### TRECHO DO DOCUMENTO

Creio que a questão não é bem assim. No STJ não é pacífica a compreensão que equipara o sinal de TV a cabo a energia elétrica para o fim de tipificar a conduta na forma do art. 155, § 3º, do CPB, conforme indica o RHC 30847/RJ. Basta ver o resultado do julgamento do AgRg no REsp 1185601/RS, 6ª Turma, julgado em 05/09/2013 e publicado no DJ de 23/09/2013, em que o Ministro Relator Sebastião Reis Júnior ampara-se na decisão do STF da relatoria do Ministro Joaquim Barbosa para concluir no voto condutor do acórdão acolhido por unanimidade no sentido da atipicidade da conduta.
Eis a ementa:
AGRAVO REGIMENTAL. RECURSO ESPECIAL. PENAL. CAPTAÇÃO CLANDESTINA DE SINAL DE TELEVISÃO FECHADO OU A CABO. ATIPICIDADE PENAL DA CONDUTA. PRECEDENTE DO STF. SÚMULA 7/STJ.
1. Para a doutrina clássica a tipicidade, a antijuridicidade (ilicitude) e a culpabilidade são os três elementos que convertem uma ação em delito. Caso inexistente um dos elementos, ausente a conduta ilícita.

### OBJETIVO DA TAREFA
Reproduza sem alterações a parte do texto sobre o sinal de TV a cabo que vai de "Creio que a" até "STF. SÚMULA 7/STJ.", inclusive.

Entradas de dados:
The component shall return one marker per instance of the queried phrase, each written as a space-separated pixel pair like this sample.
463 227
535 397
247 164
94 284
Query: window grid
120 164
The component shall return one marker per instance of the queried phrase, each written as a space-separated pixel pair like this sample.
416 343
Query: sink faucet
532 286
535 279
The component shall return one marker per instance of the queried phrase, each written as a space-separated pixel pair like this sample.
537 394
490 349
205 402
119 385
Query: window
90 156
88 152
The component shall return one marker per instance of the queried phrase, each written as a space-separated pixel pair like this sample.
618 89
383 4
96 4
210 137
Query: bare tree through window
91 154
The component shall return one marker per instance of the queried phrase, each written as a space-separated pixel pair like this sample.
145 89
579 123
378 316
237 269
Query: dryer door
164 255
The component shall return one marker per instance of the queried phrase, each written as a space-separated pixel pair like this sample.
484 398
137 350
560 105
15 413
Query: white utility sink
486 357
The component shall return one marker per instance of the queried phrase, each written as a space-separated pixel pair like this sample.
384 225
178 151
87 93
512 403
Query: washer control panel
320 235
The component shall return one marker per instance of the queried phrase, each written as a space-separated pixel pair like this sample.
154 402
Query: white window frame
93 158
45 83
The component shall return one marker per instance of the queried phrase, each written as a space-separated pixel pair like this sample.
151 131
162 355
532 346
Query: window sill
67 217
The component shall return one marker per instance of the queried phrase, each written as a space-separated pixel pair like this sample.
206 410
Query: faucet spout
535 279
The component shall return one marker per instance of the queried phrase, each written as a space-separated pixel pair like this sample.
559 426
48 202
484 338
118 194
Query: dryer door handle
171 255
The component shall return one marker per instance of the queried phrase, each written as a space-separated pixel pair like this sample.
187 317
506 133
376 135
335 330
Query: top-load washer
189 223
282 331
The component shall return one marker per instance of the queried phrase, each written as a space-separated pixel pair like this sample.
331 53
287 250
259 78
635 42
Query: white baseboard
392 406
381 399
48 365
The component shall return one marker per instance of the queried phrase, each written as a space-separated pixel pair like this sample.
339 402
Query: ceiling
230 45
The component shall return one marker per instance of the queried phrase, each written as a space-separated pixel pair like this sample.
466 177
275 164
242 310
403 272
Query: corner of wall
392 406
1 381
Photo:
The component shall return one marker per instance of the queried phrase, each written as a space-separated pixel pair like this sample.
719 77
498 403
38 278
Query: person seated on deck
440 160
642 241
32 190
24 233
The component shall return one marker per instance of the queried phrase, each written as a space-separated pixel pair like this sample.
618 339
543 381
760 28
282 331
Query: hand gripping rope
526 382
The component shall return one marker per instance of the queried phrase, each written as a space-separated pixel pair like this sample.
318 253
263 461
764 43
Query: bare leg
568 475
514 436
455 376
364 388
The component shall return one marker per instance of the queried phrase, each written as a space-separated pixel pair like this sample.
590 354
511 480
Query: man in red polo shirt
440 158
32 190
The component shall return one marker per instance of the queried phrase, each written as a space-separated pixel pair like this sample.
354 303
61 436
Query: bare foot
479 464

### A RESPOSTA
Creio que a questão não é bem assim. No STJ não é pacífica a compreensão que equipara o sinal de TV a cabo a energia elétrica para o fim de tipificar a conduta na forma do art. 155, § 3º, do CPB, conforme indica o RHC 30847/RJ. Basta ver o resultado do julgamento do AgRg no REsp 1185601/RS, 6ª Turma, julgado em 05/09/2013 e publicado no DJ de 23/09/2013, em que o Ministro Relator Sebastião Reis Júnior ampara-se na decisão do STF da relatoria do Ministro Joaquim Barbosa para concluir no voto condutor do acórdão acolhido por unanimidade no sentido da atipicidade da conduta.
Eis a ementa:
AGRAVO REGIMENTAL. RECURSO ESPECIAL. PENAL. CAPTAÇÃO CLANDESTINA DE SINAL DE TELEVISÃO FECHADO OU A CABO. ATIPICIDADE PENAL DA CONDUTA. PRECEDENTE DO STF. SÚMULA 7/STJ.